STUDY TEXT =>
UN Report Disputes Child Mortality Figures

A UN report released Tuesday said the mortality rate for children younger than 5 has in­creased, contradicting Ministry of Health figures released last year claiming the rate had decreased.

The UN figures, taken from the World Bank estimates in 2001, showed 138 deaths per 1,000 children under age 5, up from 115 deaths in 1990, the report stated.

A National Health Survey released by the Ministry of Health last year said 95.6 of every 1,000 children died before age 5, down from 124 deaths cited in a 2000 Cambodia Demographic Health Survey.

“The reason for the difference between the government figures and others is because the UN will come into the country and assess which are the most reliable numbers,” said Damian Kean, information officer at the UN Develop­ment Program country office. “In this case, they decided the World Bank’s estimates were more accurate.”

Mean Chhi Vun, deputy director general of health at the Minis­try of Health, challenged the UN’s claims, saying he believed that the numbers from his ministry’s survey are more accurate.

Reducing child mortality by two-thirds between 1990 and 2015 is one of eight development goals listed in the Millennium Dec­laration, which all UN member states agreed to three years ago, the UN said in a statement issued at the launch of the 2003 Global Human Development Report. Under the Millennium Develop­ment targets, the statement said, Cambodia should re­duce under-5 deaths to 76.6 per 1,000 by 2015, a goal “now in danger of not being achieved in Cam­bodia.”

DESCRIPTION OF THE TASK =>
Could you extend the news report on Cambodia's disputed child mortality figures with the paragraphs that would follow its final one?

EXTRACTED INFORMATION =>
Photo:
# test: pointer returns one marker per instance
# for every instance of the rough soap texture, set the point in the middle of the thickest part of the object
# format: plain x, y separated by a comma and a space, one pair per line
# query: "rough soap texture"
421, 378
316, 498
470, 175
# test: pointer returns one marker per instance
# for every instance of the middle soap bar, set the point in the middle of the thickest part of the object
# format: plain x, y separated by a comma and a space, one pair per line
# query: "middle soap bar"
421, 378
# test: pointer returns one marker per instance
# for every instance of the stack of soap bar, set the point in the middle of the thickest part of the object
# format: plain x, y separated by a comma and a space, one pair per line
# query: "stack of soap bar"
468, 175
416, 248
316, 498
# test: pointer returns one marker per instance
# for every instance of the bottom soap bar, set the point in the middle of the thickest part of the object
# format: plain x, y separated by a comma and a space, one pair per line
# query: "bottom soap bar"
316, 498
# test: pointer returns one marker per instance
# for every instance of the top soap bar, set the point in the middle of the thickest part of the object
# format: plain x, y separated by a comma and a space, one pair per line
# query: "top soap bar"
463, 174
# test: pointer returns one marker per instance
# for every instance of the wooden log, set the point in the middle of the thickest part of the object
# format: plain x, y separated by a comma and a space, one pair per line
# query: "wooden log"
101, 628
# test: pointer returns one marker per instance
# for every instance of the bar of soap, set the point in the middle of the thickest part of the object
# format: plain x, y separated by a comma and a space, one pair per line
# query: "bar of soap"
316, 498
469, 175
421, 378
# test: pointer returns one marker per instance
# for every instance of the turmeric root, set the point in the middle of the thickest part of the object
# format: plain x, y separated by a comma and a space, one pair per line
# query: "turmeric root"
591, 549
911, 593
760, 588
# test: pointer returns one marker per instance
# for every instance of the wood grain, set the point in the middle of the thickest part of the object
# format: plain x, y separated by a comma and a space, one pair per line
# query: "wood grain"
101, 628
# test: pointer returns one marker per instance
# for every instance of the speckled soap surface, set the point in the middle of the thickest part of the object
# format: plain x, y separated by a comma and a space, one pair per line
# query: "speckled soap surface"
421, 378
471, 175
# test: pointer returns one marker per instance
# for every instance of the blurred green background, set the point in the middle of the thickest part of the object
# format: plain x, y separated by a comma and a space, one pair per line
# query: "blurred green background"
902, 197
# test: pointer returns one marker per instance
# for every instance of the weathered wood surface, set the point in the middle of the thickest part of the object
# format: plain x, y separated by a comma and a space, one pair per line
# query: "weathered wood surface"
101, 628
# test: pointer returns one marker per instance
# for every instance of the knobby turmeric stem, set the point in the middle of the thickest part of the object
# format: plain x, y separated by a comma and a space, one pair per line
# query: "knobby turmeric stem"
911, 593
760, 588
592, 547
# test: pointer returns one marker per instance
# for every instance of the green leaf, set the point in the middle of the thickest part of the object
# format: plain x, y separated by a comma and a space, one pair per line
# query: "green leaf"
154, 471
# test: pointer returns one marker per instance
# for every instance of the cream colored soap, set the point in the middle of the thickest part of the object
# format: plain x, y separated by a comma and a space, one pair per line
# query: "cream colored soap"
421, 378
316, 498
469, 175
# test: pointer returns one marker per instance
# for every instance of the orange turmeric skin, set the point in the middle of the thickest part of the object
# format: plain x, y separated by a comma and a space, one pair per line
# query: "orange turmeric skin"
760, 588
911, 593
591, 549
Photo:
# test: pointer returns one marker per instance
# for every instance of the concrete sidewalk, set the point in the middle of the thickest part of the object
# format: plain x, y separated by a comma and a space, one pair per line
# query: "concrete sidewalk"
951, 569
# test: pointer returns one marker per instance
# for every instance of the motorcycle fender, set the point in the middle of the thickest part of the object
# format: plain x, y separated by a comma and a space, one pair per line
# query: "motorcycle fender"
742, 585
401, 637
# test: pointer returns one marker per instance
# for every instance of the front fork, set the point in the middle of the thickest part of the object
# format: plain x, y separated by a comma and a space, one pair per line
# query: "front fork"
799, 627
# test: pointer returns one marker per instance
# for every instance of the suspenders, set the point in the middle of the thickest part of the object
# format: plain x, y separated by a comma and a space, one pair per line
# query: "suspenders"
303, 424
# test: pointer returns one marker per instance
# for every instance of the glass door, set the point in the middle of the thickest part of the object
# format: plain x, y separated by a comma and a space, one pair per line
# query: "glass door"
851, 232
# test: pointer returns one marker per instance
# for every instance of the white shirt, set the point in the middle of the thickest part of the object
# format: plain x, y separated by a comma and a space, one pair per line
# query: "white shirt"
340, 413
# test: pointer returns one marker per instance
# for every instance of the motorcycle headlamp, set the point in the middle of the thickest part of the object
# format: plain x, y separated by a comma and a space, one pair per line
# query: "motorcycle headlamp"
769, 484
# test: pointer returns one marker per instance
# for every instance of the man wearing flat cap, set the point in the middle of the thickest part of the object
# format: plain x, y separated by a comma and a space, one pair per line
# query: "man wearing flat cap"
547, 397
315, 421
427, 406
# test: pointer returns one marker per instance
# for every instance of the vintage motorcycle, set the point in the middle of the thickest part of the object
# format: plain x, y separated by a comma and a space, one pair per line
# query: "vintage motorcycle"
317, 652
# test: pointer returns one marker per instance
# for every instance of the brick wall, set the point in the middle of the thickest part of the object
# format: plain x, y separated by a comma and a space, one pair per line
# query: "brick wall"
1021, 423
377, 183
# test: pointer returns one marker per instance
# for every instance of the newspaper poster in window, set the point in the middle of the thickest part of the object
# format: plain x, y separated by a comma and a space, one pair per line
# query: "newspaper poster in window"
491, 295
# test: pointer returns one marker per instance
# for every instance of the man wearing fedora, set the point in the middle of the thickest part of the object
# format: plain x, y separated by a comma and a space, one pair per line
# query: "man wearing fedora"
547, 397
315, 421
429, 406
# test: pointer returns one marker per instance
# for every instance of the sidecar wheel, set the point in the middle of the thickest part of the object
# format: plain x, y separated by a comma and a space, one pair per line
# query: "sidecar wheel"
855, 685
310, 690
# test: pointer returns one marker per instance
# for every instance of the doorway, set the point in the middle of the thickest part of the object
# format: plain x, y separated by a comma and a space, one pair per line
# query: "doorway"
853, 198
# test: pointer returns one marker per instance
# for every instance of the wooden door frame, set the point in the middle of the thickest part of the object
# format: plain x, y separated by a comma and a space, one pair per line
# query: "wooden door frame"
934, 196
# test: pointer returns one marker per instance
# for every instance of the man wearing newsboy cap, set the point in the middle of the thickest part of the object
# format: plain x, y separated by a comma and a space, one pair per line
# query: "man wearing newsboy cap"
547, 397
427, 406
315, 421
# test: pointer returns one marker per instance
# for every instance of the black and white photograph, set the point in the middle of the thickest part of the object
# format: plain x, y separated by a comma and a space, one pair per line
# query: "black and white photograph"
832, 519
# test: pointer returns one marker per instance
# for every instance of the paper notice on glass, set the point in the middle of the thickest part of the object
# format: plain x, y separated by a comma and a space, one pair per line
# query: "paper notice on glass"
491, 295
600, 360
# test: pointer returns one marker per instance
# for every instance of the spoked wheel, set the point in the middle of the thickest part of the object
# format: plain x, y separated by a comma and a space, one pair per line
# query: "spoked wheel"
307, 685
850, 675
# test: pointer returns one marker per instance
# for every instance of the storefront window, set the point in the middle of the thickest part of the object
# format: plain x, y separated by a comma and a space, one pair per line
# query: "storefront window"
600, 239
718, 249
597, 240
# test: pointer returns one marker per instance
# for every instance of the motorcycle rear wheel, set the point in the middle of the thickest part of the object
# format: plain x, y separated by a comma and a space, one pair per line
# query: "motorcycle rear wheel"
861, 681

OUTPUT BELOW =>
The UN pinned the rise in child deaths on worsening health care, high rates of AIDS and increasing inequity between men and wo­men and between rural and ur­ban residents.

A Ministry of Health official who requested to remain anonymous said that diarrhea, acute respiratory infections and the six vaccine-preventable diseases—particularly tetanus and meas­les—are responsible for more than half of child deaths. Deficien­cies in micro-nutrients, vitamin A, iron and iodine are widespread and considered a public health problem, the official said. Only

13 percent of health workers are located in rural areas, where more than 80 percent of the population lives, the report said.